DOCUMENT EXCERPT:
□ □ □
AI Instructor Assistant
User Experience, Business Strategy, Generative AI
Overview
The Cengage Instructor Center’s AI Instructor Assistant streamlines course planning by helping instructors quickly determine if a title is a good fit for their course. Acting as a knowledgeable product specialist, it reduces the need for back-and-forth communication with the sales team by serving as a first point of contact. Additionally, it generates personalized materials to support instructors in offering effective study tools for their students.
🎯 Tasks & Goals
Enable instructors to experiment with leveraging AI to help with tasks like syllabus creation, summarizing content, curriculum mapping, and evaluating narrative content.
Introduce our novice GenAI Instructors to the potential functionality and benefits in a low-stakes decision moment.
🎨 Design Deliverables
High-fidelity mockups and prototypes
Usability tests and findings
🤝 Stakeholders & Collaboration
Product Leadership
Product Managers
Technical Product Managers
Development Teams
User Experience Researchers
📊 Key Takeaways & Results
Title alignment was top of mind
100% of users asked how the title aligned with their learning objectives.
AI interest is growing
Most instructors agreed generative AI will play an increasingly important role in higher education.
Curiosity, not clarity
Early usability testing showed instructors were interested in trying the assistant, but many misunderstood its purpose.
Discoverability issues were significant
80% of testers didn’t notice the launcher until prompted.
AI was mistaken for support chat
Users assumed it was a standard help bot, not a generative tool.
🖼️ High Fidelity
Launch Call-out
The product details page provides users currently browsing titles or adopting a new title a chance to evaluate with the AI assistant.
iFrame AI Assistant Chat
AI-powered assistant embedded in the Cengage Instructor Center, designed to help instructors evaluate if a textbook is a good fit for their course.
📐 Research & Testing
The UX Researcher and I shared concerns about the assistant’s discoverability and users’ potential misinterpretation of its purpose, specifically, that it might be mistaken for a generic support chatbot rather than an AI-driven tool. By raising these flags early, we were able to advocate for and conduct a small-sample usability test to validate our assumptions and uncover opportunities for clarification.
Primary Goal
Identify any major usability issues to address pre-launch. Major usability issues can be defined as anything that could impact the user’s ability to engage with the AI bot, like issues with discoverability or accessibility.
□ □ □
GIVEN ENTRIES:

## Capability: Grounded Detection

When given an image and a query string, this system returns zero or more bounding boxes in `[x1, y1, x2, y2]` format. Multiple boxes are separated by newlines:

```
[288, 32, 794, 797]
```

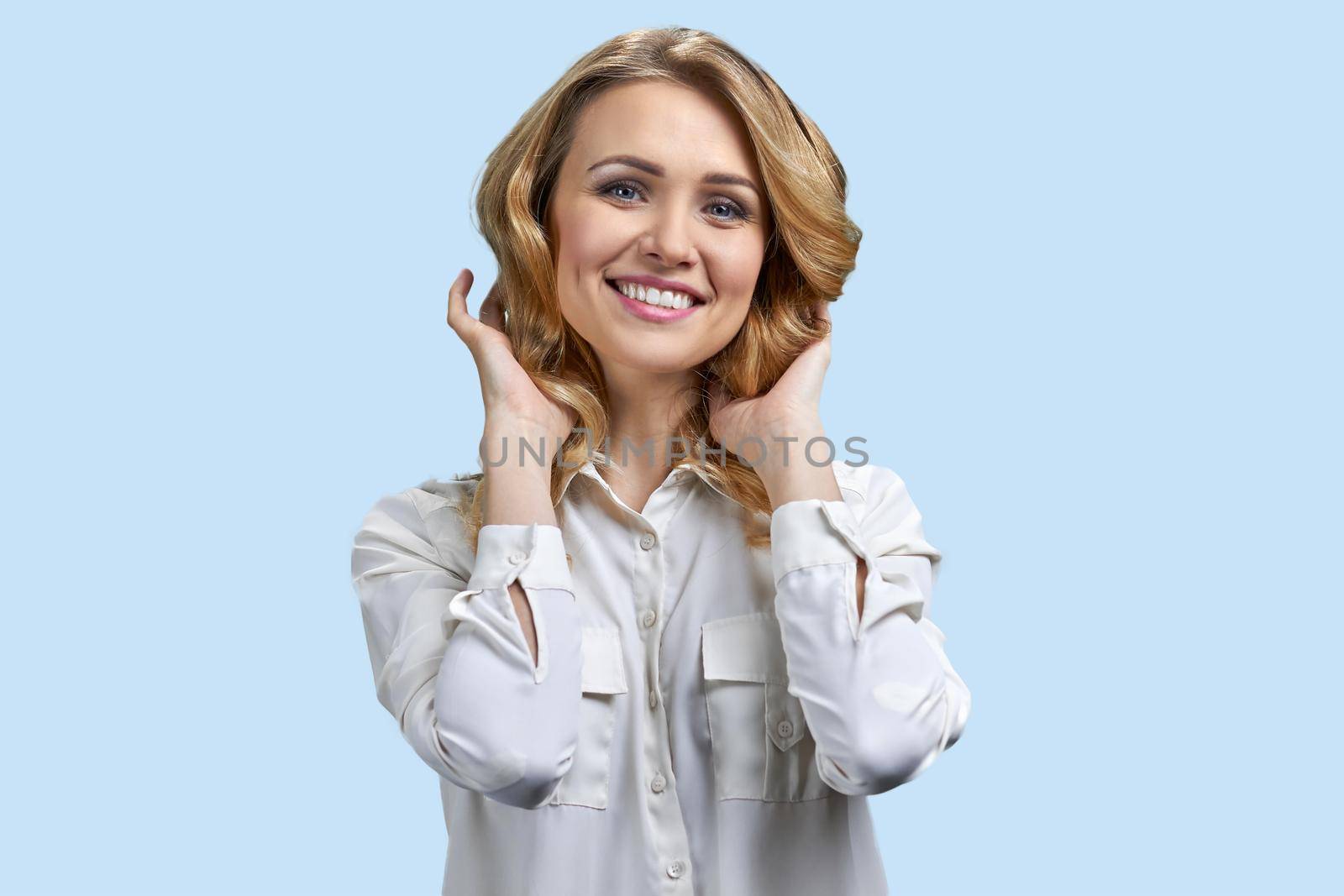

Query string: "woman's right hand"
[448, 267, 578, 448]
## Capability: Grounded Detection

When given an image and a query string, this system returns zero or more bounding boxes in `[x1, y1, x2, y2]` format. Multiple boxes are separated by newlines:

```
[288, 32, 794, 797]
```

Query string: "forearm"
[755, 421, 869, 618]
[481, 422, 556, 665]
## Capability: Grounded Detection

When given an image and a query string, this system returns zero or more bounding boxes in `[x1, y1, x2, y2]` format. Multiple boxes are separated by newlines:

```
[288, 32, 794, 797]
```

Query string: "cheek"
[555, 206, 622, 278]
[706, 239, 764, 307]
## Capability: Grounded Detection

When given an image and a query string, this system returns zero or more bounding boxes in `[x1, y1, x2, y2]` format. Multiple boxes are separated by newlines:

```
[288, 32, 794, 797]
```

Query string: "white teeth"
[616, 280, 695, 307]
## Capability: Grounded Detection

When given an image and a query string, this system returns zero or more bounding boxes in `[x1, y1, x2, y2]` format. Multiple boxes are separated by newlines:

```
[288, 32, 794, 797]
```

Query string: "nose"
[640, 203, 695, 267]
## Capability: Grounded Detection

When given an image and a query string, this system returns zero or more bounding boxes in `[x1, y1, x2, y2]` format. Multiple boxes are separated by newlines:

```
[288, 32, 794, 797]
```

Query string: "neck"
[603, 367, 699, 474]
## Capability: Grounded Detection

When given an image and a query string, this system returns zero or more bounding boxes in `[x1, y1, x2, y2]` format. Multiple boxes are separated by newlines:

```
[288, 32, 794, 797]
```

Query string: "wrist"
[480, 422, 564, 474]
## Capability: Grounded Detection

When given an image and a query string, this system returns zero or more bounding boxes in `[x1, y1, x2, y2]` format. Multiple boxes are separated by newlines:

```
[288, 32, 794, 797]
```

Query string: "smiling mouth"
[606, 280, 706, 312]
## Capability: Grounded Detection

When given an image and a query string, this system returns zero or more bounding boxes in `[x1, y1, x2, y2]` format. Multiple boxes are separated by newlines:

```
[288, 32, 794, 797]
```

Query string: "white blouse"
[351, 461, 970, 896]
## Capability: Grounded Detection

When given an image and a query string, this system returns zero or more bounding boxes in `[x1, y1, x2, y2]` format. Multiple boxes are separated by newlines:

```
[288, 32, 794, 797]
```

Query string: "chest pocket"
[549, 626, 629, 809]
[701, 612, 836, 802]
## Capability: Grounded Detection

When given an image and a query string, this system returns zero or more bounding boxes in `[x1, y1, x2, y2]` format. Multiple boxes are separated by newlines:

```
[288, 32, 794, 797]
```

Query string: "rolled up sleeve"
[351, 489, 582, 809]
[770, 466, 970, 795]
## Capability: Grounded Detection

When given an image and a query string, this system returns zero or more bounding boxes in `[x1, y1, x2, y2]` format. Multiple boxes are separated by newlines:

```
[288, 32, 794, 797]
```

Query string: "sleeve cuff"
[770, 498, 876, 585]
[466, 522, 574, 592]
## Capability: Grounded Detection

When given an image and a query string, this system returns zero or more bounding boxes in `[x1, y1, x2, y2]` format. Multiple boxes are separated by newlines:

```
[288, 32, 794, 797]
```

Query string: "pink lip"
[602, 280, 701, 324]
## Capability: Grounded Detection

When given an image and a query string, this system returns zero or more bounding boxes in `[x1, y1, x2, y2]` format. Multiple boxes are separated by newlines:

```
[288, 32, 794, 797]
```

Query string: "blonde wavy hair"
[455, 29, 863, 549]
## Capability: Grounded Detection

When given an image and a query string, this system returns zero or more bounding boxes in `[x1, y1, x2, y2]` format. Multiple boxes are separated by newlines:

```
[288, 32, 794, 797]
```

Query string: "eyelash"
[598, 180, 755, 223]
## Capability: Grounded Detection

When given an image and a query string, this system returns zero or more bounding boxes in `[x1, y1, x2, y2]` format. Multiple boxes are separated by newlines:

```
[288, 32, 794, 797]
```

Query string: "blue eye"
[598, 180, 751, 222]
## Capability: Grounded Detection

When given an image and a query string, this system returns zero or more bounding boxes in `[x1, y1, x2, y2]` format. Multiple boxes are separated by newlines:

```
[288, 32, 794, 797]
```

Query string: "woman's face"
[549, 82, 771, 376]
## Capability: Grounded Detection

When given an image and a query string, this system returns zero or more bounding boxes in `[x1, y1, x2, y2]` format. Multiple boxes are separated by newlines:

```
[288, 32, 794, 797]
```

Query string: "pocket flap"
[701, 612, 789, 685]
[583, 626, 629, 693]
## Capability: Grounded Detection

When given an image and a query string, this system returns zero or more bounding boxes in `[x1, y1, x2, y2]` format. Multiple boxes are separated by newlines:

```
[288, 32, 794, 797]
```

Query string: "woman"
[352, 29, 970, 896]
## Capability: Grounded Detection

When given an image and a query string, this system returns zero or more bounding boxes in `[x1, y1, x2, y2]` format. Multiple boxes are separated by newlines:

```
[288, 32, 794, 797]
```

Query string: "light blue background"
[0, 3, 1344, 894]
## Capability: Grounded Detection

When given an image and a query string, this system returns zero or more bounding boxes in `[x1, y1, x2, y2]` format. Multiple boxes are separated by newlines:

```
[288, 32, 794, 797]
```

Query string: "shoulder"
[356, 473, 481, 569]
[831, 459, 909, 505]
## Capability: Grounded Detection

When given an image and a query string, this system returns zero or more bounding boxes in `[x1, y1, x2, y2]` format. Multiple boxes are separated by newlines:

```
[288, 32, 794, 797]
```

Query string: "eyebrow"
[589, 156, 761, 196]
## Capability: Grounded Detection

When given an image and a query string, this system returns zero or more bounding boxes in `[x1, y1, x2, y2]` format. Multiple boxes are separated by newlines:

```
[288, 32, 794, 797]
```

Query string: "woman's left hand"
[710, 300, 831, 466]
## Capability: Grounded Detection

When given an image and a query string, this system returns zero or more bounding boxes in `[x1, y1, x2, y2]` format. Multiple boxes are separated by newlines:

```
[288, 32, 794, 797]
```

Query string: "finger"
[448, 267, 475, 340]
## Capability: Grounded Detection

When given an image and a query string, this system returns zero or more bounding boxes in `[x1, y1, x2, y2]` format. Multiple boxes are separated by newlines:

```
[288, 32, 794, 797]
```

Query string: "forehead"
[567, 81, 758, 177]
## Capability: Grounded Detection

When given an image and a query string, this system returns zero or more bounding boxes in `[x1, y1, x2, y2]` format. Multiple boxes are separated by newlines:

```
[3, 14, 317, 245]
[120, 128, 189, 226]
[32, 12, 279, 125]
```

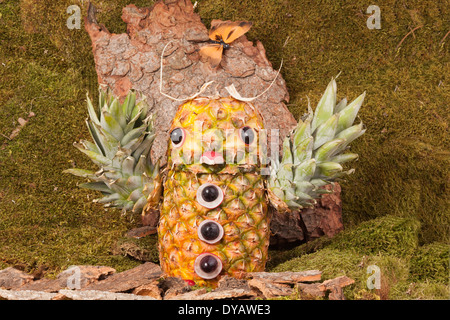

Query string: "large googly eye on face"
[197, 220, 224, 244]
[197, 183, 223, 209]
[170, 128, 186, 147]
[194, 253, 222, 280]
[239, 126, 256, 145]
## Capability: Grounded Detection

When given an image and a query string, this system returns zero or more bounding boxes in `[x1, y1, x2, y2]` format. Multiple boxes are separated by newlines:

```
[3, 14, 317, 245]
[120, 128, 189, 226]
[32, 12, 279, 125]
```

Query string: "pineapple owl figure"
[65, 49, 365, 287]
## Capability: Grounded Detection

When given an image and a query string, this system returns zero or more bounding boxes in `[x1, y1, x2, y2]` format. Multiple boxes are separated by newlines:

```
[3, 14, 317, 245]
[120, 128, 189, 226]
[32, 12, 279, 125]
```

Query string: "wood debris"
[0, 262, 354, 300]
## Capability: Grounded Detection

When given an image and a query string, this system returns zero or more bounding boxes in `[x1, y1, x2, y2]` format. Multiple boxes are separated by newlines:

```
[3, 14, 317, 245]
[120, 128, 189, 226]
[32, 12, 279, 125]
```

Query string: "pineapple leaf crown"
[64, 88, 159, 212]
[268, 78, 366, 211]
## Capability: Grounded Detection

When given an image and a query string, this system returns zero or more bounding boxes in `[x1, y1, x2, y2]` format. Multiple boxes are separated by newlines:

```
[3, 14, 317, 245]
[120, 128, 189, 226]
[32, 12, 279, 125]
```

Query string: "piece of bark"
[158, 277, 191, 299]
[0, 289, 57, 300]
[216, 276, 250, 290]
[164, 288, 208, 300]
[0, 267, 34, 289]
[164, 288, 257, 300]
[85, 0, 297, 165]
[248, 270, 322, 284]
[132, 280, 162, 300]
[248, 279, 294, 299]
[270, 210, 305, 246]
[300, 183, 344, 241]
[318, 276, 355, 300]
[82, 262, 162, 292]
[57, 266, 116, 289]
[319, 276, 355, 291]
[297, 283, 325, 298]
[126, 225, 158, 239]
[17, 278, 67, 293]
[59, 289, 156, 300]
□ □ □
WHAT IS BEING ASKED: According to the AI Instructor Assistant case study, what percentage of testers didn't notice the launcher until prompted?

WRITTEN ANSWER: 80% of testers didn't notice the launcher until prompted.